DATA LISTING
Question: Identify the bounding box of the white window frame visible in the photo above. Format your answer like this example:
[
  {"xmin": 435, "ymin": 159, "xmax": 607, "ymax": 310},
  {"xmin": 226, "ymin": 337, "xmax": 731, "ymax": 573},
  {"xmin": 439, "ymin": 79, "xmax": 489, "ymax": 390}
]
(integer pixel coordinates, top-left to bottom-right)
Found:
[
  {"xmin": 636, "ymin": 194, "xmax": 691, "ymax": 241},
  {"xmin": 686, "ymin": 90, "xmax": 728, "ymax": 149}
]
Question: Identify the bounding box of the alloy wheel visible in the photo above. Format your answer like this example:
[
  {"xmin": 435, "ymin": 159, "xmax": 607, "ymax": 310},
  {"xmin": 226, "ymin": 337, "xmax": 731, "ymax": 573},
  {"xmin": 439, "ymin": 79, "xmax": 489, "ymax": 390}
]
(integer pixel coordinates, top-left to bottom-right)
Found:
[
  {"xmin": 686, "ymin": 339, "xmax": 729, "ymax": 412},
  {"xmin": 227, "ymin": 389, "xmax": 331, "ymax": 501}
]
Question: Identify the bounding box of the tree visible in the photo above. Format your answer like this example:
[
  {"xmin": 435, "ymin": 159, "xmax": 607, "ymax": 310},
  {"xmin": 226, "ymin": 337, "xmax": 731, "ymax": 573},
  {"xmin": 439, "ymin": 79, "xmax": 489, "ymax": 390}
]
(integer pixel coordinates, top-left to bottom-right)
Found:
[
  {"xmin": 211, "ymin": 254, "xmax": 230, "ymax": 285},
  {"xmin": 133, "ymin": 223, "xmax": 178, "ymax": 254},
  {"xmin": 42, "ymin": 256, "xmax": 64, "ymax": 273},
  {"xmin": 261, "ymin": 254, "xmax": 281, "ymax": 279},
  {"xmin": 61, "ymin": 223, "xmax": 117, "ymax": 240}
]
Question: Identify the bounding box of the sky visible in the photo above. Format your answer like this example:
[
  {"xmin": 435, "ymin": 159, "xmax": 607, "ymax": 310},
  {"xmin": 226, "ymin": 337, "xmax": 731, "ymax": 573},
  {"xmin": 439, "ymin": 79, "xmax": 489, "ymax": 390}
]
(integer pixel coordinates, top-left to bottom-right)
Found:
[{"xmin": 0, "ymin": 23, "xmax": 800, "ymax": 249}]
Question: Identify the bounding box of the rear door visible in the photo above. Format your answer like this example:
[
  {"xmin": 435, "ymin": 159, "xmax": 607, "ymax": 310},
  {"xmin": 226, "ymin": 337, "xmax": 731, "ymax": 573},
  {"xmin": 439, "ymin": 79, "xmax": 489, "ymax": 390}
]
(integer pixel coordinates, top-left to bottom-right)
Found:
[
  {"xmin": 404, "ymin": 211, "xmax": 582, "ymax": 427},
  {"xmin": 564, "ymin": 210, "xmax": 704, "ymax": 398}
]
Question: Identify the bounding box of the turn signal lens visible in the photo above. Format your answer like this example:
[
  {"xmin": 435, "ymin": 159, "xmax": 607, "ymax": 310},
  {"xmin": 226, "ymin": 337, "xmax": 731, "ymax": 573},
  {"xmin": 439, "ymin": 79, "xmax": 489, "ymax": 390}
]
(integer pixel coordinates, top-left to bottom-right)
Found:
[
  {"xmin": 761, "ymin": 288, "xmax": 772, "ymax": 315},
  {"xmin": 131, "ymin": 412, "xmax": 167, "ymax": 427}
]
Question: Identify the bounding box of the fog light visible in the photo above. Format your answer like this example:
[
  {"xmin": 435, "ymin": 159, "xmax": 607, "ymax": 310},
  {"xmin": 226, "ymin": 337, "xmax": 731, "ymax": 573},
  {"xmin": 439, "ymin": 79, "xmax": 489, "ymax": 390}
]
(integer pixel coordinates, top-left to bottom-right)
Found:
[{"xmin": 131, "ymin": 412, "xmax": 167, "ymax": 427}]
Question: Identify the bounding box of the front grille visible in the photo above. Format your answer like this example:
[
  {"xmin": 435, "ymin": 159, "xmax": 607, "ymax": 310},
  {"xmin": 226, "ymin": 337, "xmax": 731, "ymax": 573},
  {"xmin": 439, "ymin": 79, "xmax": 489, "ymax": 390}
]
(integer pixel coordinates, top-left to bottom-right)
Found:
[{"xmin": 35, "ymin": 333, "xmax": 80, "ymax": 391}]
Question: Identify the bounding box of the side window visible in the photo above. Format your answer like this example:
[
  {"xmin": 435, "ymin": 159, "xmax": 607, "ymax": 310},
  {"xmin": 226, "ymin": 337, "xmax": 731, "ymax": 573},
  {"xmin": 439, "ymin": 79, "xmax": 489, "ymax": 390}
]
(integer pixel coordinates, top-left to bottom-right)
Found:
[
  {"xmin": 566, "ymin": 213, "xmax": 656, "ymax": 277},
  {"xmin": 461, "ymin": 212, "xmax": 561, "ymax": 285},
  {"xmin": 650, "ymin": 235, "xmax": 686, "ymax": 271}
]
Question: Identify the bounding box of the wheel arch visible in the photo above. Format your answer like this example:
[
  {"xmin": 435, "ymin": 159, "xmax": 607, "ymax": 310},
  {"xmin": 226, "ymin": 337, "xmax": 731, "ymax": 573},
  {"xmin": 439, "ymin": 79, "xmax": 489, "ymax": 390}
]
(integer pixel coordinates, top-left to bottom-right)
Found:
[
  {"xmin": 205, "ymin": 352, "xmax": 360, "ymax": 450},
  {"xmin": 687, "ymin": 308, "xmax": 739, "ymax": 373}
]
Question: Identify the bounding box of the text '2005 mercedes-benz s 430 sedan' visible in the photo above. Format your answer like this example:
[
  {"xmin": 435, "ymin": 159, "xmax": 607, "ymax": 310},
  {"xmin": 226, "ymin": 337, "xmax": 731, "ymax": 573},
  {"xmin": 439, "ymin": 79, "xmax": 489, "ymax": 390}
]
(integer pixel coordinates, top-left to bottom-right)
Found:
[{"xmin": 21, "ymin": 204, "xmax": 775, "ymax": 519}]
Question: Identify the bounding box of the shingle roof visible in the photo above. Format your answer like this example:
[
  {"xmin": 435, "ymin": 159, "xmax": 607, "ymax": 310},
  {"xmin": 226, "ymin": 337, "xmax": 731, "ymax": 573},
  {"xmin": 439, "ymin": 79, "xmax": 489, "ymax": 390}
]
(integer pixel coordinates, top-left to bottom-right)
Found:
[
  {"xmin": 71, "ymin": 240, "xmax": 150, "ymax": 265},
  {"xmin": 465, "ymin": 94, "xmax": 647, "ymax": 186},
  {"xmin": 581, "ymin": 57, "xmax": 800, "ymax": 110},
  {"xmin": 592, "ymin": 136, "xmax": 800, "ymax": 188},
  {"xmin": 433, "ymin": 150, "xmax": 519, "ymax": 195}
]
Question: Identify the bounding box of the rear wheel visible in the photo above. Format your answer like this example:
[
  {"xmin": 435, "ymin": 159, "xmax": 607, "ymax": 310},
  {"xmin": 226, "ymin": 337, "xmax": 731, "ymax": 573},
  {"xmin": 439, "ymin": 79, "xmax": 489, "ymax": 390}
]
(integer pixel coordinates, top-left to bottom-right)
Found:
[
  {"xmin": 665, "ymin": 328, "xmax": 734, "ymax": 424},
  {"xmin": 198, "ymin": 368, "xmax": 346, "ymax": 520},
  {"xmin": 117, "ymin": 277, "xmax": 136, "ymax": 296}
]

WHAT YOU ARE ASKED TO DO
Output all of the data again, exactly.

EXERCISE RESPONSE
Question: Identify the bounding box of the white window frame visible in the photo above. Format your answer like this example:
[
  {"xmin": 435, "ymin": 159, "xmax": 607, "ymax": 310},
  {"xmin": 226, "ymin": 337, "xmax": 731, "ymax": 573},
  {"xmin": 439, "ymin": 79, "xmax": 489, "ymax": 390}
]
(integer pixel coordinates, top-left to bottom-right)
Found:
[
  {"xmin": 636, "ymin": 194, "xmax": 691, "ymax": 241},
  {"xmin": 686, "ymin": 90, "xmax": 728, "ymax": 149}
]
Question: Identify the bounding box of the alloy wheel visible in the photo above. Format your answer like this example:
[
  {"xmin": 435, "ymin": 159, "xmax": 607, "ymax": 310},
  {"xmin": 226, "ymin": 337, "xmax": 731, "ymax": 573},
  {"xmin": 439, "ymin": 79, "xmax": 489, "ymax": 390}
]
(integer pixel coordinates, top-left to bottom-right)
Found:
[
  {"xmin": 686, "ymin": 339, "xmax": 729, "ymax": 412},
  {"xmin": 227, "ymin": 389, "xmax": 331, "ymax": 501}
]
Question: Identify the bounding box of the tree visible in the photo above. Format your answer like this example:
[
  {"xmin": 435, "ymin": 159, "xmax": 607, "ymax": 310},
  {"xmin": 226, "ymin": 337, "xmax": 731, "ymax": 573},
  {"xmin": 439, "ymin": 79, "xmax": 489, "ymax": 390}
]
(integer pixel coordinates, top-left to bottom-right)
Found:
[
  {"xmin": 211, "ymin": 254, "xmax": 230, "ymax": 285},
  {"xmin": 133, "ymin": 223, "xmax": 178, "ymax": 254},
  {"xmin": 42, "ymin": 256, "xmax": 64, "ymax": 273},
  {"xmin": 261, "ymin": 254, "xmax": 281, "ymax": 279},
  {"xmin": 61, "ymin": 223, "xmax": 117, "ymax": 240}
]
Question: Identify the bounding box of the sky visible in the photo above. Format your answer like this example:
[
  {"xmin": 435, "ymin": 159, "xmax": 607, "ymax": 310},
  {"xmin": 226, "ymin": 337, "xmax": 731, "ymax": 573},
  {"xmin": 439, "ymin": 79, "xmax": 489, "ymax": 390}
]
(integer pixel coordinates, top-left to bottom-right)
Found:
[{"xmin": 0, "ymin": 23, "xmax": 800, "ymax": 249}]
Question: Identify the bounding box of the rear door visible in the photo above. Format your answer like this example:
[
  {"xmin": 435, "ymin": 159, "xmax": 607, "ymax": 310},
  {"xmin": 226, "ymin": 337, "xmax": 731, "ymax": 573},
  {"xmin": 439, "ymin": 79, "xmax": 489, "ymax": 390}
]
(integer pixel coordinates, top-left to bottom-right)
Found:
[
  {"xmin": 404, "ymin": 211, "xmax": 582, "ymax": 427},
  {"xmin": 564, "ymin": 210, "xmax": 704, "ymax": 398}
]
Question: Identify the bounding box of the turn signal lens visible in the photo above. Format your answer like this example:
[
  {"xmin": 435, "ymin": 159, "xmax": 607, "ymax": 310},
  {"xmin": 226, "ymin": 337, "xmax": 731, "ymax": 573},
  {"xmin": 439, "ymin": 79, "xmax": 489, "ymax": 390}
]
(integer pixel coordinates, top-left to bottom-right)
Found:
[
  {"xmin": 761, "ymin": 288, "xmax": 772, "ymax": 315},
  {"xmin": 131, "ymin": 412, "xmax": 167, "ymax": 427}
]
Question: Identify the bounding box of the fog light visible in the photo above. Format your answer like this example:
[
  {"xmin": 435, "ymin": 159, "xmax": 607, "ymax": 310},
  {"xmin": 226, "ymin": 337, "xmax": 731, "ymax": 573},
  {"xmin": 439, "ymin": 79, "xmax": 489, "ymax": 390}
]
(integer pixel coordinates, top-left to bottom-right)
Found:
[{"xmin": 131, "ymin": 412, "xmax": 167, "ymax": 427}]
Question: Identify the bounding box of the front grille visible in the photo above. Format your answer like this example:
[
  {"xmin": 435, "ymin": 159, "xmax": 607, "ymax": 310},
  {"xmin": 226, "ymin": 337, "xmax": 731, "ymax": 573},
  {"xmin": 439, "ymin": 79, "xmax": 489, "ymax": 390}
]
(integer pixel coordinates, top-left to bottom-right)
Found:
[{"xmin": 35, "ymin": 333, "xmax": 80, "ymax": 391}]
Question: Identify the bounding box of the side window visible in the photo above. Format your answer like this example:
[
  {"xmin": 435, "ymin": 159, "xmax": 607, "ymax": 310},
  {"xmin": 226, "ymin": 337, "xmax": 731, "ymax": 573},
  {"xmin": 439, "ymin": 79, "xmax": 489, "ymax": 390}
]
(integer pixel coordinates, top-left to bottom-right)
Found:
[
  {"xmin": 566, "ymin": 213, "xmax": 656, "ymax": 277},
  {"xmin": 461, "ymin": 212, "xmax": 561, "ymax": 285},
  {"xmin": 650, "ymin": 235, "xmax": 686, "ymax": 271}
]
Question: Identify the bounding box of the wheel arch visible in the photo above. Format your answer like this example:
[
  {"xmin": 435, "ymin": 159, "xmax": 607, "ymax": 310},
  {"xmin": 226, "ymin": 337, "xmax": 731, "ymax": 573},
  {"xmin": 439, "ymin": 79, "xmax": 489, "ymax": 390}
]
(integer pixel coordinates, top-left to bottom-right)
Found:
[
  {"xmin": 205, "ymin": 352, "xmax": 360, "ymax": 450},
  {"xmin": 687, "ymin": 308, "xmax": 739, "ymax": 373}
]
Question: Identify the bounding box of the text '2005 mercedes-benz s 430 sedan' visible in the photo above. Format your answer like this example:
[
  {"xmin": 435, "ymin": 159, "xmax": 607, "ymax": 310},
  {"xmin": 226, "ymin": 337, "xmax": 731, "ymax": 573},
  {"xmin": 439, "ymin": 79, "xmax": 489, "ymax": 390}
]
(integer pixel coordinates, top-left to bottom-right)
Found:
[{"xmin": 21, "ymin": 204, "xmax": 775, "ymax": 519}]
Question: Identify the bounding box of the shingle roof visible in the photo above. Format your answer like this example:
[
  {"xmin": 435, "ymin": 159, "xmax": 607, "ymax": 310},
  {"xmin": 226, "ymin": 337, "xmax": 731, "ymax": 573},
  {"xmin": 439, "ymin": 79, "xmax": 489, "ymax": 390}
]
(integer pixel coordinates, top-left to bottom-right)
Found:
[
  {"xmin": 71, "ymin": 240, "xmax": 150, "ymax": 265},
  {"xmin": 465, "ymin": 94, "xmax": 647, "ymax": 186},
  {"xmin": 581, "ymin": 57, "xmax": 800, "ymax": 110},
  {"xmin": 592, "ymin": 136, "xmax": 800, "ymax": 188},
  {"xmin": 433, "ymin": 150, "xmax": 519, "ymax": 195}
]
Question: Identify the bounding box of the rear wheel visible in the photo above. Format your answer like this example:
[
  {"xmin": 435, "ymin": 159, "xmax": 607, "ymax": 310},
  {"xmin": 226, "ymin": 337, "xmax": 731, "ymax": 573},
  {"xmin": 439, "ymin": 79, "xmax": 489, "ymax": 390}
]
(integer pixel coordinates, top-left to bottom-right)
Found:
[
  {"xmin": 665, "ymin": 328, "xmax": 734, "ymax": 424},
  {"xmin": 198, "ymin": 368, "xmax": 346, "ymax": 520},
  {"xmin": 117, "ymin": 277, "xmax": 136, "ymax": 296}
]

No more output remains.